▸ What you should do:
From the first line to the last, give the records again exactly.

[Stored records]

--- START ---

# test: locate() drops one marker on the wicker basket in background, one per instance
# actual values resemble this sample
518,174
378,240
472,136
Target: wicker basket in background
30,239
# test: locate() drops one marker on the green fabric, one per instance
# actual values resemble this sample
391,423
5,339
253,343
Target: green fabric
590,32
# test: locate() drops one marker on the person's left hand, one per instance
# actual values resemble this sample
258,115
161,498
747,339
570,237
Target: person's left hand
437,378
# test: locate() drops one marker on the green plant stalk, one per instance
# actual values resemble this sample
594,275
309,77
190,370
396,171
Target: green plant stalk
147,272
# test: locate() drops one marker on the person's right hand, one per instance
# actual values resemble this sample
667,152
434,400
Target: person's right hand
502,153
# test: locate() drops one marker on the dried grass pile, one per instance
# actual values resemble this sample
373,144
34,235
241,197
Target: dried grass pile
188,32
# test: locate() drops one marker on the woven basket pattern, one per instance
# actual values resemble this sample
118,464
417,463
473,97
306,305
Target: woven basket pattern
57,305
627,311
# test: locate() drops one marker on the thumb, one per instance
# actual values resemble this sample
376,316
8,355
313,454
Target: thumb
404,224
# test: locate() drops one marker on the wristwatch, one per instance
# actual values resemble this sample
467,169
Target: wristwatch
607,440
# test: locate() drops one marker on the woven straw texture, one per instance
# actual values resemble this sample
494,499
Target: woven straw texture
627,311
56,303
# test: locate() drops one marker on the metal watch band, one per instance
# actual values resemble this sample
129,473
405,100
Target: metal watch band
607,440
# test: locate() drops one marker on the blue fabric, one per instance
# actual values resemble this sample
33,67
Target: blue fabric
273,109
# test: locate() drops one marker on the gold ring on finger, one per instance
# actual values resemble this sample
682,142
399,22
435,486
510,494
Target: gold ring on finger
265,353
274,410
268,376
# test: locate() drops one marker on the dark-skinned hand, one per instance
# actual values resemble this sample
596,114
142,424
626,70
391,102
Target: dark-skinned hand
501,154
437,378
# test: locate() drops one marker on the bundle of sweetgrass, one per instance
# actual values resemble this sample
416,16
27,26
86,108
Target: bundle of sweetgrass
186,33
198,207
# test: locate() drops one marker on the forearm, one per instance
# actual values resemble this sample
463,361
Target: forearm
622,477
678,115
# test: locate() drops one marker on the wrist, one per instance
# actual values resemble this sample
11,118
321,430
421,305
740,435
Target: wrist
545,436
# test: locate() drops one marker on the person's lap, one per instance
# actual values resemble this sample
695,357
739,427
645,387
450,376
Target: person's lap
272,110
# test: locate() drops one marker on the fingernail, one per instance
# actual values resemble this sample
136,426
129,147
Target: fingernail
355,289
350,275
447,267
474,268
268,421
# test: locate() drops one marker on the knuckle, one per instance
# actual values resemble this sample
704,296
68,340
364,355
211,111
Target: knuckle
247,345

--- END ---

▸ Result of the task:
# test: locate() drops one marker on the wicker basket in background, one per instance
# actual values resemble this sample
518,174
378,240
472,136
Target: wicker basket in background
30,239
# test: locate() drops one marker on the green fabric, one per instance
# actual values resemble this sample
391,423
5,339
253,343
Target: green fabric
590,32
# test: locate() drops one marker on the person's left hand, one per instance
# actual values resemble this sample
258,115
161,498
747,339
570,237
Target: person's left hand
437,378
# test: locate() drops one marker on the green plant stalk, one per instance
# actual values resemble this sample
594,275
309,77
190,370
396,171
Target: green plant stalk
147,272
# test: locate() drops one marker on the person's right hand, one per instance
# actual values resemble this sample
667,152
434,400
Target: person's right hand
502,153
# test: locate() drops one marker on the dried grass pile, one per instance
# actual values resemble this sample
373,144
34,235
241,197
Target: dried grass pile
188,32
# test: locate() drops one marker on the woven basket pattern, one per instance
# actual values resemble this sample
118,464
417,463
473,97
306,305
Target: woven basket pattern
57,305
627,311
# test: locate() drops one marker on the thumb, one per instance
# actual values resemble this sample
376,316
8,355
313,454
Target: thumb
404,224
# test: locate() drops one marker on the wristwatch, one per instance
# actual values resemble this sample
467,169
Target: wristwatch
607,440
# test: locate() drops one marker on the woven straw texture, one per instance
# actual values resemble this sample
494,499
Target: woven straw texture
627,311
56,303
# test: locate() drops one marker on the metal watch band, one per instance
# actual values resemble this sample
129,473
405,100
Target: metal watch band
607,440
# test: locate() drops one marker on the blue fabric, one per instance
# actual values resemble this sample
33,67
Target: blue fabric
273,109
# test: locate() drops one marker on the gold ring on finger, one per instance
# actual values resemble this sample
682,142
399,22
435,486
510,494
Target: gold ring on finger
265,353
274,410
268,376
# test: locate() drops one marker on the dark-skinned hand, one per instance
# actual values resemble this sample
596,114
142,424
626,70
391,102
Target: dark-skinned hand
501,154
437,378
# test: locate() drops one marker on the bundle of sweetgrass, one per instance
# actual values resemble this sample
416,16
27,26
86,108
Target: bundle of sweetgrass
186,33
198,207
# test: locate() drops one marker on the forearm, one per instance
# actual values resemble this sample
463,361
Target: forearm
622,477
678,115
# test: locate() drops one marker on the wrist, one per instance
# actual values resemble this sample
11,118
321,430
421,305
740,435
Target: wrist
545,436
# test: locate() drops one marker on the person's lap, one per instance
# actual values resemble this sample
695,357
739,427
645,387
450,376
Target: person's lap
272,110
# test: locate() drops one marker on the fingernail, one per instance
# actual values resemble this sample
136,426
129,147
Target: fingernail
355,289
350,275
447,267
474,268
268,421
# test: locate() drops one marker on the knuckle, one per instance
# actual values resemble this sample
704,296
68,340
364,355
211,111
Target: knuckle
247,345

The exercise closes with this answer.